*Exercise:*
Answer these questions about the MAGpurify figure legend:
1. How many input genomes were used to build the simulated MAGs?
2. How many simulated MAGs were dropped from the analysis?
3. In the box plots, what do the whiskers denote?

*Document excerpt:*
=== Begin Enclosure ===
Skip to main content
. 2019 Mar 13;568(7753):505–510. doi: 10.1038/s41586-019-1058-x

Extended Data Fig. 1. The MAGpurify tool removes contamination, maintains completeness and does not result in biased estimates of genome quality.

Extended Data Fig. 1

a, b, One thousand human gut MAGs were simulated to validate the MAGpurify pipeline. Each MAG contained two genomes: one host genome that represents the target genome, and one donor genome that represents the contaminating genome (Supplementary Table 7). All 102 input genomes were isolated from the human gut, and were estimated to have >95% completeness, <1% contamination and <25 contigs. MAGs were simulated with completeness, contamination and N50 on the basis of randomly sampled MAGs from the HGM dataset. Sixty-five MAGs in which contamination exceeded completeness (and thus the host genome was in the minority) were dropped from the analysis. a, The box plots indicate the percentage of reduction in completeness (top) and contamination (bottom) after applying MAGpurify. Regardless of initial quality, MAGpurify sensitively removed contamination for most MAGs, while avoiding removal of the host genome. b, CheckM was applied to simulated MAGs before and after applying MAGpurify. Top, the scatter plots show that true genome quality is correlated with the estimated genome quality before and after applying MAGpurify. Black lines indicate the line of equality. Bottom, the distribution of differences between true and estimated quality is centred at zero, which indicates that CheckM quality estimates are not biased after applying MAGpurify. c, MAGpurify was applied to all MAGs from the HGM dataset. The figure shows the reduction in CheckM quality estimates before and applying MAGpurify. Estimated quality improvement is greatest when completeness is between 90 and 100% and contamination is between 10 and 30%. In all box plots, the middle line denotes the median, the box denotes the IQR and the whiskers denote 1.5× IQR.
=== End Enclosure ===
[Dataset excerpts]
=== Begin Enclosure ===
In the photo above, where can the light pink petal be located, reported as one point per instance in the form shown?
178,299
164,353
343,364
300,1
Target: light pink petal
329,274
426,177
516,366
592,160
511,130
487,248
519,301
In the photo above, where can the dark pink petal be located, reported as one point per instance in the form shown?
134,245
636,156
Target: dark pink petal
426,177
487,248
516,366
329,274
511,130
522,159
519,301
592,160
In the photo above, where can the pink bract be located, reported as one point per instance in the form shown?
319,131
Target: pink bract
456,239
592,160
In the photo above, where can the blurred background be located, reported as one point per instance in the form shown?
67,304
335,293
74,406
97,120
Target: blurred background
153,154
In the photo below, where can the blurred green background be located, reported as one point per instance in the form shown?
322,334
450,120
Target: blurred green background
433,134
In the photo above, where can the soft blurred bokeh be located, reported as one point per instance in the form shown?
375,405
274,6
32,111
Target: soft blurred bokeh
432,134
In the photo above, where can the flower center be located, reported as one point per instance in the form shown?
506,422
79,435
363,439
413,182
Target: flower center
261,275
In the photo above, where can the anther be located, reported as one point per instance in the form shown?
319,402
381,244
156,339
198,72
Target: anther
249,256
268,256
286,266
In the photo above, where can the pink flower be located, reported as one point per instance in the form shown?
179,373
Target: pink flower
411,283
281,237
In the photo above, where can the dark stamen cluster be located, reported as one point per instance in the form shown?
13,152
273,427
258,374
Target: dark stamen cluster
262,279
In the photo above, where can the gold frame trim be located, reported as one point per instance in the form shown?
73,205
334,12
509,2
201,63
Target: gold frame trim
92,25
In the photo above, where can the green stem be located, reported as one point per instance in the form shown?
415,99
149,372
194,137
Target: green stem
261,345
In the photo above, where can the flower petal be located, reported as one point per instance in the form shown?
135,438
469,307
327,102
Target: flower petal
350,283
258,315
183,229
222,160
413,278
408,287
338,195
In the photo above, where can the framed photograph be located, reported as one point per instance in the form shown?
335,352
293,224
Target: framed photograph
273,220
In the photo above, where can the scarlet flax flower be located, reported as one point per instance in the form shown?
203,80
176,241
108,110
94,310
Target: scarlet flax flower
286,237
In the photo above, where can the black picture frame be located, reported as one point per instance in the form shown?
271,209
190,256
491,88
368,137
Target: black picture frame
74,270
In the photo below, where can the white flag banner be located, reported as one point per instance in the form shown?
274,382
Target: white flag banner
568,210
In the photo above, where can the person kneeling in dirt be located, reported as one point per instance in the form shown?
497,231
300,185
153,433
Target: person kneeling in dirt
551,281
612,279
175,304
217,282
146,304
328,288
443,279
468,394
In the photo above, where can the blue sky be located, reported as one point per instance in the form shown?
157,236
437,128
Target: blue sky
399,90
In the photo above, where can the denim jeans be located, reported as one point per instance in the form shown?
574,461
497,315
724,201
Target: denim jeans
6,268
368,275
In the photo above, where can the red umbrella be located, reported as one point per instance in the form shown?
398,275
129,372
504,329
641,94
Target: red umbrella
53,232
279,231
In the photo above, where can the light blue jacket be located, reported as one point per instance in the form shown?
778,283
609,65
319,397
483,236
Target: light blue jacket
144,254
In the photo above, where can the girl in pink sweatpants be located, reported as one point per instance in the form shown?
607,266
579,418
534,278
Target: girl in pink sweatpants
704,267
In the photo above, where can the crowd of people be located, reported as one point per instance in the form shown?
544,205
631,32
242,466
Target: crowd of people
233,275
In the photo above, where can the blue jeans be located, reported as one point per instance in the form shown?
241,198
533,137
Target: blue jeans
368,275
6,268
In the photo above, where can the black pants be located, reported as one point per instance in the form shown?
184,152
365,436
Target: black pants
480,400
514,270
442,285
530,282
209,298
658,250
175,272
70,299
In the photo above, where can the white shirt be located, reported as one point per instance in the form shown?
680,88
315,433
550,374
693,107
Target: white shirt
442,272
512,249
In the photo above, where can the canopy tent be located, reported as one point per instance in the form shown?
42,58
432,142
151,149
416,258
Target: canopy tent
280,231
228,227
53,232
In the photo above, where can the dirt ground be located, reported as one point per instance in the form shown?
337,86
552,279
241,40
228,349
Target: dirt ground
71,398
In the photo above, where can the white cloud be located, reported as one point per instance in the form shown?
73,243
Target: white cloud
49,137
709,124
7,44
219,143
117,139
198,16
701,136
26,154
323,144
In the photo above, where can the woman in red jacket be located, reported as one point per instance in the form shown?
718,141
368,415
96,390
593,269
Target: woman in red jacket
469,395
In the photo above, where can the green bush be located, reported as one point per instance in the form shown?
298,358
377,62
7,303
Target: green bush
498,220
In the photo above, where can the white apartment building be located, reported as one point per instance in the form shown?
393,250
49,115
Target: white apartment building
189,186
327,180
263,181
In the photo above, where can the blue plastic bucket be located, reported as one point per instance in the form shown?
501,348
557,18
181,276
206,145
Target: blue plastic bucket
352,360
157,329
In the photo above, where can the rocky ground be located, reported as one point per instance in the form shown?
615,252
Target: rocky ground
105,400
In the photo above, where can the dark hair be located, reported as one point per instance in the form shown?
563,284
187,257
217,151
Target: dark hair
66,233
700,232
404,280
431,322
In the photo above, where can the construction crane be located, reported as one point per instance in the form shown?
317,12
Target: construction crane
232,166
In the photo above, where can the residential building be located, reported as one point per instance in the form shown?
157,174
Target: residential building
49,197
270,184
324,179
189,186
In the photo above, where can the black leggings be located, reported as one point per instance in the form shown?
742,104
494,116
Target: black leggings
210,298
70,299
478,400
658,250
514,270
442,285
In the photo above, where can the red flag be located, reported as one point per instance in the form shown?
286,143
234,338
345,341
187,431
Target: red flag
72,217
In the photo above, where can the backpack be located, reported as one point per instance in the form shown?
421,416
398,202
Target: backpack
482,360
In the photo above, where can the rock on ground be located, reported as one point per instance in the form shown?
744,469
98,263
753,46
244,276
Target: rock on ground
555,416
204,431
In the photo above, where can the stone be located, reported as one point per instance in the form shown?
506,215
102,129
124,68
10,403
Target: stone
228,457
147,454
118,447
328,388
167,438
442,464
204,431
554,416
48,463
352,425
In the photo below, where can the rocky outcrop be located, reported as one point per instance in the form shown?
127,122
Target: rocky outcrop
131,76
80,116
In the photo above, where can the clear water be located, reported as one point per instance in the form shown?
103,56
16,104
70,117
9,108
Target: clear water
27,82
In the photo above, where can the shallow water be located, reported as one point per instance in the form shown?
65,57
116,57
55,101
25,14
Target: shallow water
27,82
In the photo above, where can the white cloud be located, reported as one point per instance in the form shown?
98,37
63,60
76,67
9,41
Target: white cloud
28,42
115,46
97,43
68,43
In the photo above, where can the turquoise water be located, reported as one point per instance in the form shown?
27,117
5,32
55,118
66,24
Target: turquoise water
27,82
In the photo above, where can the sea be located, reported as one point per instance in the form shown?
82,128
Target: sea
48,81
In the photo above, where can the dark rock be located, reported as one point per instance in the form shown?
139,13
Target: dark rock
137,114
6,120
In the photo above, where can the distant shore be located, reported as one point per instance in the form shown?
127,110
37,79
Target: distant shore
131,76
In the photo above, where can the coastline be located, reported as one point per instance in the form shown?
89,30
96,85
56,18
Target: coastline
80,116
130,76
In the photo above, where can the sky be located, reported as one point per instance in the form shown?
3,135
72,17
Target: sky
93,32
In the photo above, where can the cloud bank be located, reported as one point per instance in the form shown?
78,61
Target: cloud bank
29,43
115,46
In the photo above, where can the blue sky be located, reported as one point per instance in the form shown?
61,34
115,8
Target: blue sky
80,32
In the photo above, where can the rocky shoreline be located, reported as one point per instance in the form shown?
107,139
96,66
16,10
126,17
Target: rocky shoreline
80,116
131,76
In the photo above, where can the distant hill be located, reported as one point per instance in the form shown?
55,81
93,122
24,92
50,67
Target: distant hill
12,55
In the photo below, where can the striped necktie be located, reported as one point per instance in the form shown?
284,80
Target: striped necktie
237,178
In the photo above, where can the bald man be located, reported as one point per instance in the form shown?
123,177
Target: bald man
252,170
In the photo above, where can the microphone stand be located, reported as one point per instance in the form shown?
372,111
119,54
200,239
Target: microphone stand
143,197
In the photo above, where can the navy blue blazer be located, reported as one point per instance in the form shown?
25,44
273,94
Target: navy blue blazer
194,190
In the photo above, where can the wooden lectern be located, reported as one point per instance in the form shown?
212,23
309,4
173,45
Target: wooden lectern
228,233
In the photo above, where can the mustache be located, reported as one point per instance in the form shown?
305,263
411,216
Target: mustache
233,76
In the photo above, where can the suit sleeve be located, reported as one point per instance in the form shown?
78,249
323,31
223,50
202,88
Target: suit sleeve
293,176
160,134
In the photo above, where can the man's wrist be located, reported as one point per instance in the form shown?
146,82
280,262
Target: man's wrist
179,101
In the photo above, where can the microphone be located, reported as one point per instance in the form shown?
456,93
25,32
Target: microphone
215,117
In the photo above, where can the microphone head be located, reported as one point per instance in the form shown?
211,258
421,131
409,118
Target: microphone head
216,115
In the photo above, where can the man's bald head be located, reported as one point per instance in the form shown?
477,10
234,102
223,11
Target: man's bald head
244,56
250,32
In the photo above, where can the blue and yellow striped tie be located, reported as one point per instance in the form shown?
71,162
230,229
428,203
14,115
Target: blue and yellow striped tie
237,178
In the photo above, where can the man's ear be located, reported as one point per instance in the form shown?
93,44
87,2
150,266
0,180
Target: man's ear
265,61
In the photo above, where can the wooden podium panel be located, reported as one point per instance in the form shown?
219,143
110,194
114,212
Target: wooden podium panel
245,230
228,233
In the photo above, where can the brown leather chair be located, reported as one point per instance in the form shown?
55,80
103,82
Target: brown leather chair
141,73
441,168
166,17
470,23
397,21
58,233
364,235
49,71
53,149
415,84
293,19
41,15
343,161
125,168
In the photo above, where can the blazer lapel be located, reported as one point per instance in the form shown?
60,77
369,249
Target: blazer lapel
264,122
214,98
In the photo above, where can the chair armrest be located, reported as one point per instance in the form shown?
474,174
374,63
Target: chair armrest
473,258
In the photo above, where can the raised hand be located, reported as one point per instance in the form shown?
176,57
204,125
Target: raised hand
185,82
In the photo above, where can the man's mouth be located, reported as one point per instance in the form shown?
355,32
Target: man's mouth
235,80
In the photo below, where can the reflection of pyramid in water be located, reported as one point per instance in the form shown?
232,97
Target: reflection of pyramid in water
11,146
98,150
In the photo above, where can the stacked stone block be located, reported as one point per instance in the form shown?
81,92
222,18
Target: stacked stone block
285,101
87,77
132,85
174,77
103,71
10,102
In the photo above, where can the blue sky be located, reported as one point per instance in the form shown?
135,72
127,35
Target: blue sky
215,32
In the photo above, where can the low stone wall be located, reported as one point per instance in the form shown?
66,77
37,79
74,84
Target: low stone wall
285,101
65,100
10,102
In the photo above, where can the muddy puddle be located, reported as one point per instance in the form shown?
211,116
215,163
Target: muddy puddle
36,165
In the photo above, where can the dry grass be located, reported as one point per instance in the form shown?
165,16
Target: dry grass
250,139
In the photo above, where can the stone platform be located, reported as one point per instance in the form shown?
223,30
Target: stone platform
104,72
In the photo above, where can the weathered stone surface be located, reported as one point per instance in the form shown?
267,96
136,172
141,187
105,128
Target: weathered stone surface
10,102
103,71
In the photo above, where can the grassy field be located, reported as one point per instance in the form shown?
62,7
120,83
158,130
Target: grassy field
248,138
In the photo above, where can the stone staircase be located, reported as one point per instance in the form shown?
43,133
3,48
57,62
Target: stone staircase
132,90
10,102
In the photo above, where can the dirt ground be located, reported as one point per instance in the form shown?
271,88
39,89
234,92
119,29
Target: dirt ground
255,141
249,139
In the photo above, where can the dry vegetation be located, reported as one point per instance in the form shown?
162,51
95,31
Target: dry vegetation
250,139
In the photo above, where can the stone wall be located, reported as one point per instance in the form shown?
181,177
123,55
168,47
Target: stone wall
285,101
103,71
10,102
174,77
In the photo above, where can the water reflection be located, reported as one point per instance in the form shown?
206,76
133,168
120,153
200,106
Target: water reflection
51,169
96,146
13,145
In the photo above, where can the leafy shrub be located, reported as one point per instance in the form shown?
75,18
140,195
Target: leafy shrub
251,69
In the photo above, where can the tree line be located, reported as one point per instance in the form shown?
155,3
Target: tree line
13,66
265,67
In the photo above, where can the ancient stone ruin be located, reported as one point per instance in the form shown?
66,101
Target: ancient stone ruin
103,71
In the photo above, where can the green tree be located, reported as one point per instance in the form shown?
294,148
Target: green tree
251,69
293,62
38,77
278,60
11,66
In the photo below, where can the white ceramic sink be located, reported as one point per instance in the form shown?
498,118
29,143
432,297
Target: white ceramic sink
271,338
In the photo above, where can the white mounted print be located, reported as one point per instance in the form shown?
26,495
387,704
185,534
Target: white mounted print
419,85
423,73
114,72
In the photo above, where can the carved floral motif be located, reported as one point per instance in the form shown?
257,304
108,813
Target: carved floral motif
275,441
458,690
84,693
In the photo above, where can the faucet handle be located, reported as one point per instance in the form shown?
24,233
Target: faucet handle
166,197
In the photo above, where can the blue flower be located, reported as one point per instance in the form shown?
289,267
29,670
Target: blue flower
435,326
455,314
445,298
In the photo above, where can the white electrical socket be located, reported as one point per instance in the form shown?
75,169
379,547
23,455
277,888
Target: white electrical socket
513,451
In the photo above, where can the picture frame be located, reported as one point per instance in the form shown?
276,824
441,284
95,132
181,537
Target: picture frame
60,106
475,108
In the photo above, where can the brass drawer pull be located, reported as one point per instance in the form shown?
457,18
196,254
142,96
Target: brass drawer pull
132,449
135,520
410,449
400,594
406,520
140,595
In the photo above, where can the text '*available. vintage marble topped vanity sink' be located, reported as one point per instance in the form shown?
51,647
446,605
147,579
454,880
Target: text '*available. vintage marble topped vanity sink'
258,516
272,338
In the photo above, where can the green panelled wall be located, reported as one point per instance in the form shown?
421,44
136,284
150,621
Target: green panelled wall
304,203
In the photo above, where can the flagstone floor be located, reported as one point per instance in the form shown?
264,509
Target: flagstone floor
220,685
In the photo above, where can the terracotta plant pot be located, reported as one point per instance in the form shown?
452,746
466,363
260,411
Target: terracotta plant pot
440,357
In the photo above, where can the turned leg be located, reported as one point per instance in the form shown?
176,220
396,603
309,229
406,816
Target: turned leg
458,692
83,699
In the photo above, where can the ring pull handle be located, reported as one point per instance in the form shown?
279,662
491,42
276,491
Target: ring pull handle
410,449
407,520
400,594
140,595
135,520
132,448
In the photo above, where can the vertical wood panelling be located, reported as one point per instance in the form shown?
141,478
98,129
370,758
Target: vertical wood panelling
=== End Enclosure ===
*Reply:*
1. 102
2. Sixty-five
3. 1.5× IQR